* [Actividad] Vuelve a escribir completo el texto de abajo sobre el librero y el albarán de examen, sin cambiar nada.

Dando muerte a los ídolos

09.09.2016

El albarán de examen es una de las cosas buenas que tiene trabajar de librero. Buena para el librero, quiero decir, y quizás no tanto para los escritores. Al menos para aquellos que escriben con el objetivo de que sus libros copen las escuálidas listas de ventas. Una venta, ya se sabe, en estos días de mercadotecnia, no es nunca desdeñable. Para los soñadores que todavía escriben sus biblias con la intención de que se lean lo máximo posible y cambien, en la medida de sus posibilidades, el horrendo mundo en el que vivimos, el albarán de examen les parecerá una opción plausible. Consiste en sacar el libro, leerlo con sumo cuidado para no estropearle las tapas -aunque él te estropeé tus interiores- y devolverlo en el mismo pulcro estado en que te lo llevaste de la librería. Así de sencillo puede parecer el acto de leer a simple vista. Otro tema es cómo te devuelva el libro a ti a la librería.

(Datos para señalar regiones)
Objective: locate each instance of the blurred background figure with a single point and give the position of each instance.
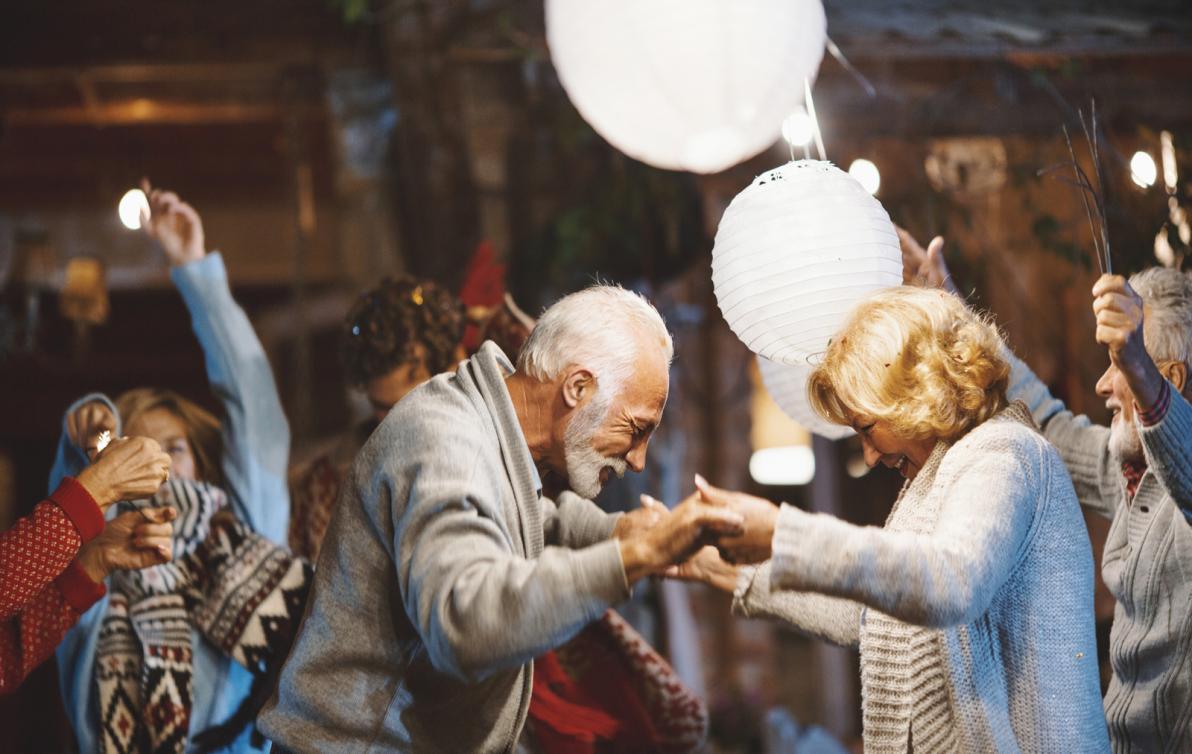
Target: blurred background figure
(54, 561)
(240, 463)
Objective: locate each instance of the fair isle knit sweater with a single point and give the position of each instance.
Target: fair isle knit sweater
(1147, 564)
(973, 606)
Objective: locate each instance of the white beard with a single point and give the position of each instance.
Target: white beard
(584, 463)
(1125, 444)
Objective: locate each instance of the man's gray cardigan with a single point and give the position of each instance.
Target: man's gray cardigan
(442, 575)
(1147, 564)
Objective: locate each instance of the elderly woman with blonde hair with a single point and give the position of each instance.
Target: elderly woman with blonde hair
(973, 608)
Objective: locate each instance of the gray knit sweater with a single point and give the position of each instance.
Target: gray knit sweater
(438, 585)
(1147, 565)
(973, 608)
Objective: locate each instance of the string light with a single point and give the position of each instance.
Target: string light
(1142, 169)
(132, 204)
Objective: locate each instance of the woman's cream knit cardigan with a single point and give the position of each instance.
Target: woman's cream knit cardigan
(973, 608)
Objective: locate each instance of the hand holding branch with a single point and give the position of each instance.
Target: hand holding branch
(174, 224)
(132, 540)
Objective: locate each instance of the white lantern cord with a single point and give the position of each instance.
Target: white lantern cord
(685, 85)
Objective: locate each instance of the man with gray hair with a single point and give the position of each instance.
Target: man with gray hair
(1138, 473)
(446, 569)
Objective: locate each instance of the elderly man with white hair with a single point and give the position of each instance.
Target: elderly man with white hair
(446, 569)
(1138, 473)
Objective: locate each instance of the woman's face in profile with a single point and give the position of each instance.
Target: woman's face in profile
(169, 431)
(882, 446)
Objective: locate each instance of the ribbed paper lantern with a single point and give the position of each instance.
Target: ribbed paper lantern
(685, 85)
(787, 384)
(795, 251)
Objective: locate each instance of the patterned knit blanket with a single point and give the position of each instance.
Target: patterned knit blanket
(238, 590)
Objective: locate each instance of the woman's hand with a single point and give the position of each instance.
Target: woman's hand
(1119, 318)
(132, 540)
(640, 518)
(85, 424)
(129, 468)
(707, 567)
(925, 267)
(752, 546)
(174, 224)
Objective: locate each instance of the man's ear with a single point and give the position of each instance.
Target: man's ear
(1177, 373)
(576, 386)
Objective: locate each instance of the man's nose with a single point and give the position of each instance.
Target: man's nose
(1105, 385)
(637, 457)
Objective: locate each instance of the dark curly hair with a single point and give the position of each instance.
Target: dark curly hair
(389, 323)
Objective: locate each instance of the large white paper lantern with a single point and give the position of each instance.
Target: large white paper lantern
(685, 85)
(787, 384)
(794, 253)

* [Respuesta del ejercicio]
Dando muerte a los ídolos

09.09.2016

El albarán de examen es una de las cosas buenas que tiene trabajar de librero. Buena para el librero, quiero decir, y quizás no tanto para los escritores. Al menos para aquellos que escriben con el objetivo de que sus libros copen las escuálidas listas de ventas. Una venta, ya se sabe, en estos días de mercadotecnia, no es nunca desdeñable. Para los soñadores que todavía escriben sus biblias con la intención de que se lean lo máximo posible y cambien, en la medida de sus posibilidades, el horrendo mundo en el que vivimos, el albarán de examen les parecerá una opción plausible. Consiste en sacar el libro, leerlo con sumo cuidado para no estropearle las tapas -aunque él te estropeé tus interiores- y devolverlo en el mismo pulcro estado en que te lo llevaste de la librería. Así de sencillo puede parecer el acto de leer a simple vista. Otro tema es cómo te devuelva el libro a ti a la librería.